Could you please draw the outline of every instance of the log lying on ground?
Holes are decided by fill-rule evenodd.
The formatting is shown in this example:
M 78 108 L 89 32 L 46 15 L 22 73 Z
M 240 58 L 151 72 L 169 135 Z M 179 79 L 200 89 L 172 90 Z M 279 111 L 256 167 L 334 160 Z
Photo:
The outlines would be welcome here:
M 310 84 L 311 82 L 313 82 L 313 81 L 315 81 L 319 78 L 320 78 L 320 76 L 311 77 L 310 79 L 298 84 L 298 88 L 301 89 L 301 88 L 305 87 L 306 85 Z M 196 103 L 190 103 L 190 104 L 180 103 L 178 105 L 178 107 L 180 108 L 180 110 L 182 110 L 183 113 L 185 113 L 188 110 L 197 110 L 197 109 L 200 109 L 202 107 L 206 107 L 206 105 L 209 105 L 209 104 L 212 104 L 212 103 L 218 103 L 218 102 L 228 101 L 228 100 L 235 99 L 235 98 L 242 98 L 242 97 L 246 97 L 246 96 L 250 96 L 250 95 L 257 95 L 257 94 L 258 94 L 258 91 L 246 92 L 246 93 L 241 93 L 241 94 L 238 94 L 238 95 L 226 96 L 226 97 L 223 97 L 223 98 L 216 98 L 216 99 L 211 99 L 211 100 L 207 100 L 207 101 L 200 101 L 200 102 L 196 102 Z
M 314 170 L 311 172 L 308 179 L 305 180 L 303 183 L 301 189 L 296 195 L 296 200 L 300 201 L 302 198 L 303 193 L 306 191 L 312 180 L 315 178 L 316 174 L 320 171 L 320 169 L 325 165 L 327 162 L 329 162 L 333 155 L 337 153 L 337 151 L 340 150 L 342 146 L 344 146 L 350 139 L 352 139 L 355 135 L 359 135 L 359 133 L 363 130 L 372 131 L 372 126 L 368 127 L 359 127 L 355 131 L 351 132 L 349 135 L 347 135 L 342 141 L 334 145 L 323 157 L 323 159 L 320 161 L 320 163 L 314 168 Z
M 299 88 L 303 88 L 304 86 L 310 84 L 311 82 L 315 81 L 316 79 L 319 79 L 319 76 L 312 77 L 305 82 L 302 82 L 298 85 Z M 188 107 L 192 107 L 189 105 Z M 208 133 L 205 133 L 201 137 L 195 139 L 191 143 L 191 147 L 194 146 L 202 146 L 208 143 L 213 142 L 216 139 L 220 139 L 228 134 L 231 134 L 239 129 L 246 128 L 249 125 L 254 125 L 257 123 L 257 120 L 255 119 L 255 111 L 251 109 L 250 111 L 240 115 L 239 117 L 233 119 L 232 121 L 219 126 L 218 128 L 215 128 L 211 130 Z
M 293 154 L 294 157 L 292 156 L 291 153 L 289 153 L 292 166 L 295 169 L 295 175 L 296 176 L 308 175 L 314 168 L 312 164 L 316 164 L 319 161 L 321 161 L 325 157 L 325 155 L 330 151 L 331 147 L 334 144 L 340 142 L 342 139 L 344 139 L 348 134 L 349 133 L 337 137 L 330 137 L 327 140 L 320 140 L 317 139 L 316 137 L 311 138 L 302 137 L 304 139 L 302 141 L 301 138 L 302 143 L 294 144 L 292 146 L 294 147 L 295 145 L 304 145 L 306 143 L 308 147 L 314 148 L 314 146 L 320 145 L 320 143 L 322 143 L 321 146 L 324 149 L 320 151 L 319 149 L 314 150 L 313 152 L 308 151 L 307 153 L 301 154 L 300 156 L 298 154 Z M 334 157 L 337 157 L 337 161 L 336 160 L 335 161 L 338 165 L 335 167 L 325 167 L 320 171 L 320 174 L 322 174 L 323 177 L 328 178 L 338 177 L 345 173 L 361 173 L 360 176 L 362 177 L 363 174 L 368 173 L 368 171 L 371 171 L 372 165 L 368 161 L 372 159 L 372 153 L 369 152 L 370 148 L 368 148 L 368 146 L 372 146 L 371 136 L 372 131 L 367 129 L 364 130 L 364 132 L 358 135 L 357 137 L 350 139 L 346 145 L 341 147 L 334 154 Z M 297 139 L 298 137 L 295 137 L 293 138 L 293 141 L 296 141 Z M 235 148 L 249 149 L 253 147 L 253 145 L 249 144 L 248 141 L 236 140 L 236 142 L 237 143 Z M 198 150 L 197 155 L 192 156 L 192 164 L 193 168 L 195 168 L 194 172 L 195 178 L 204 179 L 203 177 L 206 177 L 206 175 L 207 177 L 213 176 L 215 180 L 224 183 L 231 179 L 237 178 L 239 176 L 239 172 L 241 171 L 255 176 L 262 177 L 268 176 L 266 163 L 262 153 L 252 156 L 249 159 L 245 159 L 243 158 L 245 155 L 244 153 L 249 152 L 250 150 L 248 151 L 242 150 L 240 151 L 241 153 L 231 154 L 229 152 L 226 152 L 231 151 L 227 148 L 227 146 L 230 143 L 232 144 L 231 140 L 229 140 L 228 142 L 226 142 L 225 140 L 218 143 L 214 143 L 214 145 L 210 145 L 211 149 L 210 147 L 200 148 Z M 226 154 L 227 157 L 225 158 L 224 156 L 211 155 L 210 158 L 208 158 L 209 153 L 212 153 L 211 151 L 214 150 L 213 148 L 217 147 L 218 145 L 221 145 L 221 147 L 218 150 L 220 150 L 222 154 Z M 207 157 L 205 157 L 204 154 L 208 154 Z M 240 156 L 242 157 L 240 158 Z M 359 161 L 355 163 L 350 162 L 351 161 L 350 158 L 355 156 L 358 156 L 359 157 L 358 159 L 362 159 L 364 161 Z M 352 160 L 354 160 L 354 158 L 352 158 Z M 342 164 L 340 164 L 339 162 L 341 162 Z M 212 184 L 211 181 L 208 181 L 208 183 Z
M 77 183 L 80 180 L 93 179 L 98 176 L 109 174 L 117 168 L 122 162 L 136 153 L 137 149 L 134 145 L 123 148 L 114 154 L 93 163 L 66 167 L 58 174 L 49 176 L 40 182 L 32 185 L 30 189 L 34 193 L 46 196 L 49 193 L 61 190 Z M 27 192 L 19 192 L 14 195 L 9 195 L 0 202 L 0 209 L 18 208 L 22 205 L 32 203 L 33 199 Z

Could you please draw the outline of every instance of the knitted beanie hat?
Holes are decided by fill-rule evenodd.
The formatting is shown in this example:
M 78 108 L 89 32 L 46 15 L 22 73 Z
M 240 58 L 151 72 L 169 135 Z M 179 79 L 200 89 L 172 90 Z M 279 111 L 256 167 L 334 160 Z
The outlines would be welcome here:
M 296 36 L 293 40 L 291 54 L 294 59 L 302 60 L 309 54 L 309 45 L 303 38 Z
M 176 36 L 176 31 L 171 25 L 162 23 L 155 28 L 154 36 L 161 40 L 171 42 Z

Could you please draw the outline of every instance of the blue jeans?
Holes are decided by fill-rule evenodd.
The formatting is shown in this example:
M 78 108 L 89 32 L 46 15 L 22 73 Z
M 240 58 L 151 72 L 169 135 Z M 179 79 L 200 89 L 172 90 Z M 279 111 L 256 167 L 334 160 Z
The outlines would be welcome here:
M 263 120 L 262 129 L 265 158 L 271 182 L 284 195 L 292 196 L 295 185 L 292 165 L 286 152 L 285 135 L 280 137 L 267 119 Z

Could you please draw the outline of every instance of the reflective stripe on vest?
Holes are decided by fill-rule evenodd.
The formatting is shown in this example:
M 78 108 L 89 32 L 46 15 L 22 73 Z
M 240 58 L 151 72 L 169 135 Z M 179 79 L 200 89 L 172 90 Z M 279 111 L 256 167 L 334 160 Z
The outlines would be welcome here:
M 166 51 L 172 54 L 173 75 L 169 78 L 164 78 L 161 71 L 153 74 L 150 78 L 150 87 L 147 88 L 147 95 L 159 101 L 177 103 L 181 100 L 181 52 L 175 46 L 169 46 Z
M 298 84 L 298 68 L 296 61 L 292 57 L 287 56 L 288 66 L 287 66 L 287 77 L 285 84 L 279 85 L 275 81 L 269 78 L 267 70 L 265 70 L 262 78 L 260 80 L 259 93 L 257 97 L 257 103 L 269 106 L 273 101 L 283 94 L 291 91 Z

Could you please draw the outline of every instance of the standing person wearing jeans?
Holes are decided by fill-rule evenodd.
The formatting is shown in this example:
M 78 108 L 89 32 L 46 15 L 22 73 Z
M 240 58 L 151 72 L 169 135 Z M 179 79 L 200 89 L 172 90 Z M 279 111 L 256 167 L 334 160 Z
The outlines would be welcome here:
========================
▸ Aim of the exercise
Go line by line through the data, copying each one that contains the word "Could".

▸ Response area
Could you please draw the outline of every instance of the log lying on ground?
Could you please draw the outline of every instance of the knitted beanie hat?
Could you please draw the outline of every instance of the blue jeans?
Could you please draw the outline of every instance of the reflective stripe on vest?
Could you please draw the outline of every instance of the standing person wearing jeans?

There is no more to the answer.